### Problem to work on
Reproduce the records below, replacing each occurrence of "lamp post" with "streetlight" and changing nothing else.

### Exercise data
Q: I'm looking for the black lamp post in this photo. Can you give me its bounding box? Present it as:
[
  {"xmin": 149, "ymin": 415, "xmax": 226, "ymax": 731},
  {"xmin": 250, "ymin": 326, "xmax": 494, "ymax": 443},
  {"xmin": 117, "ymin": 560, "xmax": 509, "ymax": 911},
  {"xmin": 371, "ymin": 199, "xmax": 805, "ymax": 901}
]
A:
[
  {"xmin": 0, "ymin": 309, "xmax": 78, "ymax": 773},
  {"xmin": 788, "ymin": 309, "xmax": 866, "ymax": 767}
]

### Task answer
Q: I'm looking for the black streetlight in this photo. Can you give me its bounding box? Present it as:
[
  {"xmin": 149, "ymin": 415, "xmax": 226, "ymax": 731},
  {"xmin": 250, "ymin": 326, "xmax": 494, "ymax": 443},
  {"xmin": 117, "ymin": 560, "xmax": 509, "ymax": 911},
  {"xmin": 371, "ymin": 199, "xmax": 805, "ymax": 901}
]
A:
[
  {"xmin": 0, "ymin": 309, "xmax": 78, "ymax": 773},
  {"xmin": 788, "ymin": 309, "xmax": 866, "ymax": 767}
]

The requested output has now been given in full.